_PROVIDED DATA:_

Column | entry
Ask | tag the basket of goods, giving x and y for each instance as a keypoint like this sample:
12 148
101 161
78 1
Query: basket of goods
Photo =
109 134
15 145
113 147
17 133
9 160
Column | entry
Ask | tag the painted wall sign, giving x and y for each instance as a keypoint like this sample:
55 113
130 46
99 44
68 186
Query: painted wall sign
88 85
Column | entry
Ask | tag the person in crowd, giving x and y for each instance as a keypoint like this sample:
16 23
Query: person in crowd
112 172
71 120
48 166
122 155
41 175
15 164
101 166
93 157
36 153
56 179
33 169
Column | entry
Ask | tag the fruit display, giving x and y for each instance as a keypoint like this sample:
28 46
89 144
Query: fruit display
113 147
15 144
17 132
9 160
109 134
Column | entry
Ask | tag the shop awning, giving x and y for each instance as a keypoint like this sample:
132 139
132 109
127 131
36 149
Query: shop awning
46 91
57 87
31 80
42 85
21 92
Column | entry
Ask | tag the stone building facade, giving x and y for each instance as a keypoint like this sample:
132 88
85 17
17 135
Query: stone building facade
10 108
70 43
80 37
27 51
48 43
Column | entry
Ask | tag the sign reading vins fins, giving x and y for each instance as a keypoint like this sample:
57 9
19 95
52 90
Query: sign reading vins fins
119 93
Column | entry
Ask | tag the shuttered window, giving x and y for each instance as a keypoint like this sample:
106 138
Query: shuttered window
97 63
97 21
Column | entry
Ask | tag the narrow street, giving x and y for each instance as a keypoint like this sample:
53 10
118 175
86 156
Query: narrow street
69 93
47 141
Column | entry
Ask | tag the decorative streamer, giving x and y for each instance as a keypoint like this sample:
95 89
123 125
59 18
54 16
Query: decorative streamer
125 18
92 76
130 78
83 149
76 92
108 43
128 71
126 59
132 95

_YOUR TASK:_ Reproduce each entry exactly, leaving out nothing.

_EXERCISE OUTPUT:_
Column | entry
Ask | tag the basket of goods, giving x and y for each instance as a keypoint like this sample:
12 148
101 161
78 1
Query: basket of goods
Photo =
109 134
15 145
113 147
17 133
9 160
Column | entry
Ask | tag the painted wall sign, giving x and y for each instance as a keypoint like this sample:
55 113
130 46
99 44
68 186
Query: painted wall sign
88 85
Column | entry
Ask | tag the person in crowd, giving x and y for each instance as a keypoint like this sample:
16 23
Query: person in crowd
112 172
71 120
48 166
122 155
41 175
15 164
101 166
93 157
36 153
56 179
33 169
Column | entry
Ask | tag the fruit display, giving x and y for each instance as a keypoint like this sample:
28 46
89 144
Query: fruit display
113 147
15 144
17 132
9 160
109 134
Column | entry
Ask | tag the shop awning, giving x and y for each instance as a keypoint like this sample:
132 139
132 109
127 131
36 149
Query: shop awning
46 91
57 87
31 80
42 85
21 92
Column | entry
Ask | tag the stone building facade, giving x and y for each instance as a keypoint like this sample:
132 88
85 17
17 135
Query: stone building facade
10 108
70 43
80 37
27 51
48 43
Column | entry
Ask | tag the sign reading vins fins, giving x and y for each instance as a keypoint like this sample:
57 9
19 95
52 90
Query: sign reading vins fins
119 93
Column | entry
Ask | tag the shuttered window, giving x and y for each instance as a keypoint like this sample:
106 138
Query: shuttered window
97 63
97 21
Column | entry
Ask | tag the narrow street, giving x and y for each instance as a keypoint like this sample:
53 10
118 175
86 156
Query: narrow street
69 93
47 141
Column | entry
Ask | tag the decorative streamer, giving x and y for each instance as a keypoint like this sample:
95 89
123 125
59 18
54 16
Query: decorative streamer
125 18
92 76
130 78
83 149
76 92
108 43
128 71
126 59
132 95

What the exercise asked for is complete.